◆ **Your objective**
In the thread on GCC and static branch prediction, translate this sentence into Spanish: "Static branch prediction is used when there is no data collected by the microprocessor when it encounters a branch, which is typically the first time a branch is encountered."

== Page excerpt

Does GCC generate suboptimal code for static branch prediction?
Asked Answered
M

2

34

From my university course, I heard, that by convention it is better to place more probable condition in if rather than in else, which may help the static branch predictor. For instance:

if (check_collision(player, enemy)) { // very unlikely to be true
    doA();
} else {
    doB();
}

may be rewritten as:

if (!check_collision(player, enemy)) {
    doB();
} else {
    doA();
}

I found a blog post Branch Patterns, Using GCC, which explains this phenomenon in more detail:

Forward branches are generated for if statements. The rationale for making them not likely to be taken is that the processor can take advantage of the fact that instructions following the branch instruction may already be placed in the instruction buffer inside the Instruction Unit.

next to it, it says (emphasis mine):

When writing an if-else statement, always make the "then" block more likely to be executed than the else block, so the processor can take advantage of instructions already placed in the instruction fetch buffer.

Ultimately, there is article, written by Intel, Branch and Loop Reorganization to Prevent Mispredicts, which summarizes this with two rules:

Static branch prediction is used when there is no data collected by the microprocessor when it encounters a branch, which is typically the first time a branch is encountered. The rules are simple:

  • A forward branch defaults to not taken
  • A backward branch defaults to taken

In order to effectively write your code to take advantage of these rules, when writing if-else or switch statements, check the most common cases first and work progressively down to the least common.

As I understand, the idea is that pipelined CPU may follow the instructions from the instruction cache without breaking it by jumping to another address within code segment. I am aware, though, that this may be largly oversimplified in case modern CPU microarchitectures.

However, it looks like GCC doesn't respect these rules. Given the code:

extern void foo();
extern void bar();

int some_func(int n)
{
    if (n) {
        foo();
    }
    else {
        bar();
    }
    return 0;
}

it generates (version 6.3.0 with -O3 -mtune=intel):

some_func:
        lea     rsp, [rsp-8]
        xor     eax, eax
        test    edi, edi
        jne     .L6            ; here, forward branch if (n) is (conditionally) taken
        call    bar
        xor     eax, eax
        lea     rsp, [rsp+8]
        ret
.L6:
        call    foo
        xor     eax, eax
        lea     rsp, [rsp+8]
        ret

The only way, that I found to force the desired behavior is by rewriting the if condition using __builtin_expect as follows:

if (__builtin_expect(n, 1)) { // force n condition to be treated as true

so the assembly code would become:

some_func:
        lea     rsp, [rsp-8]
        xor     eax, eax
        test    edi, edi
        je      .L2             ; here, backward branch is (conditionally) taken
        call    foo
        xor     eax, eax
        lea     rsp, [rsp+8]
        ret
.L2:
        call    bar
        xor     eax, eax
        lea     rsp, [rsp+8]
        ret
Moschatel answered 26/1, 2017 at 18:49 Comment(13)

====
== Records supplied

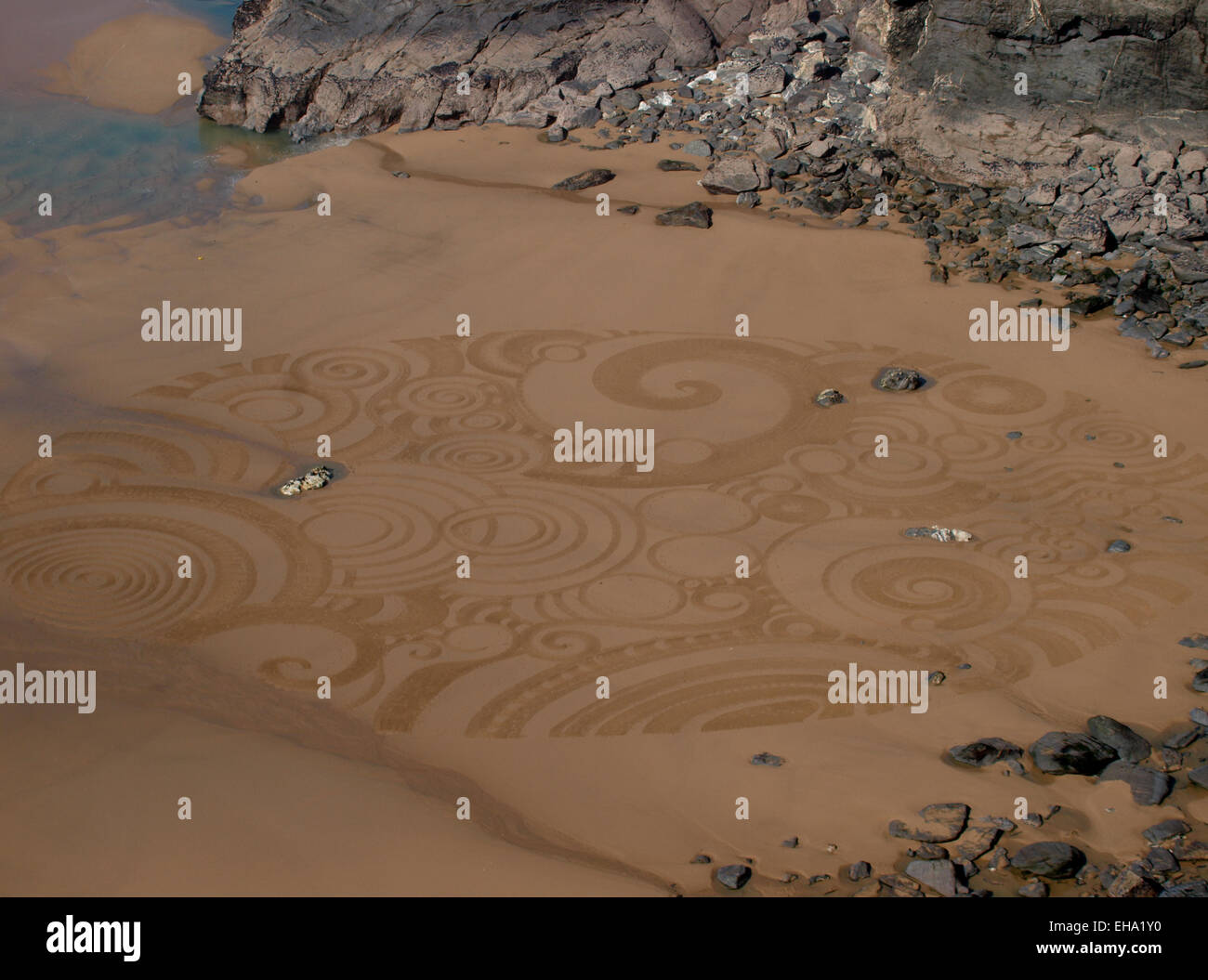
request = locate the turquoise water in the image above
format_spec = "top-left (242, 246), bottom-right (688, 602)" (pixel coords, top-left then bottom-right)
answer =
top-left (0, 0), bottom-right (301, 234)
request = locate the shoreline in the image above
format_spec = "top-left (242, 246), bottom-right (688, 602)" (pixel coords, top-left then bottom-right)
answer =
top-left (0, 2), bottom-right (1208, 895)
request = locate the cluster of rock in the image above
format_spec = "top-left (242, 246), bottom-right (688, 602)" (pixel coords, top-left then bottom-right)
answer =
top-left (278, 466), bottom-right (335, 497)
top-left (902, 524), bottom-right (974, 542)
top-left (927, 634), bottom-right (1208, 898)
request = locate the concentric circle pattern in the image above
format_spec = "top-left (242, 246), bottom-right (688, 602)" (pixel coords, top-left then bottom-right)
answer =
top-left (0, 330), bottom-right (1208, 738)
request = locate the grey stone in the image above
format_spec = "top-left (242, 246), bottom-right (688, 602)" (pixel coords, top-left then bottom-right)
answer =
top-left (906, 859), bottom-right (963, 898)
top-left (1011, 842), bottom-right (1086, 879)
top-left (716, 864), bottom-right (752, 892)
top-left (1086, 714), bottom-right (1154, 763)
top-left (889, 803), bottom-right (969, 843)
top-left (949, 738), bottom-right (1023, 767)
top-left (1028, 731), bottom-right (1116, 776)
top-left (1099, 761), bottom-right (1175, 806)
top-left (655, 202), bottom-right (713, 229)
top-left (553, 166), bottom-right (616, 190)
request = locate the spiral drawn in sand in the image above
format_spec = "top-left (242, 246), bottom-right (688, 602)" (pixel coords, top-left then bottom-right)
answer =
top-left (299, 464), bottom-right (492, 595)
top-left (441, 480), bottom-right (639, 596)
top-left (785, 415), bottom-right (1006, 516)
top-left (0, 512), bottom-right (253, 636)
top-left (418, 432), bottom-right (550, 477)
top-left (519, 336), bottom-right (841, 488)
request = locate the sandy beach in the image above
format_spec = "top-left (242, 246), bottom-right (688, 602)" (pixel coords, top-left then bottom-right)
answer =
top-left (0, 4), bottom-right (1208, 895)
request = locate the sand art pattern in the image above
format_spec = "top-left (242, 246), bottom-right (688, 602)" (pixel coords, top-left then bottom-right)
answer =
top-left (0, 331), bottom-right (1208, 738)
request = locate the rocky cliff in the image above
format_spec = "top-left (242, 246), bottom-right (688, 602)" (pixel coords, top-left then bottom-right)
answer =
top-left (200, 0), bottom-right (1208, 186)
top-left (200, 0), bottom-right (768, 138)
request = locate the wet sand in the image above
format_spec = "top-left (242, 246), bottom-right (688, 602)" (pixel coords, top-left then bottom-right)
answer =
top-left (0, 93), bottom-right (1208, 895)
top-left (41, 13), bottom-right (226, 114)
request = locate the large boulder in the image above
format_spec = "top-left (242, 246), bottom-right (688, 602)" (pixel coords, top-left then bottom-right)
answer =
top-left (1028, 731), bottom-right (1118, 776)
top-left (697, 157), bottom-right (772, 194)
top-left (1011, 842), bottom-right (1086, 879)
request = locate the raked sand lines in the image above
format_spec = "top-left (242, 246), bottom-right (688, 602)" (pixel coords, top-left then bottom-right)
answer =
top-left (0, 331), bottom-right (1208, 738)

====

◆ **Answer to this exercise**
La predicción estática de saltos se utiliza cuando el microprocesador no ha recopilado datos al encontrar un salto, lo que suele ocurrir la primera vez que se encuentra un salto.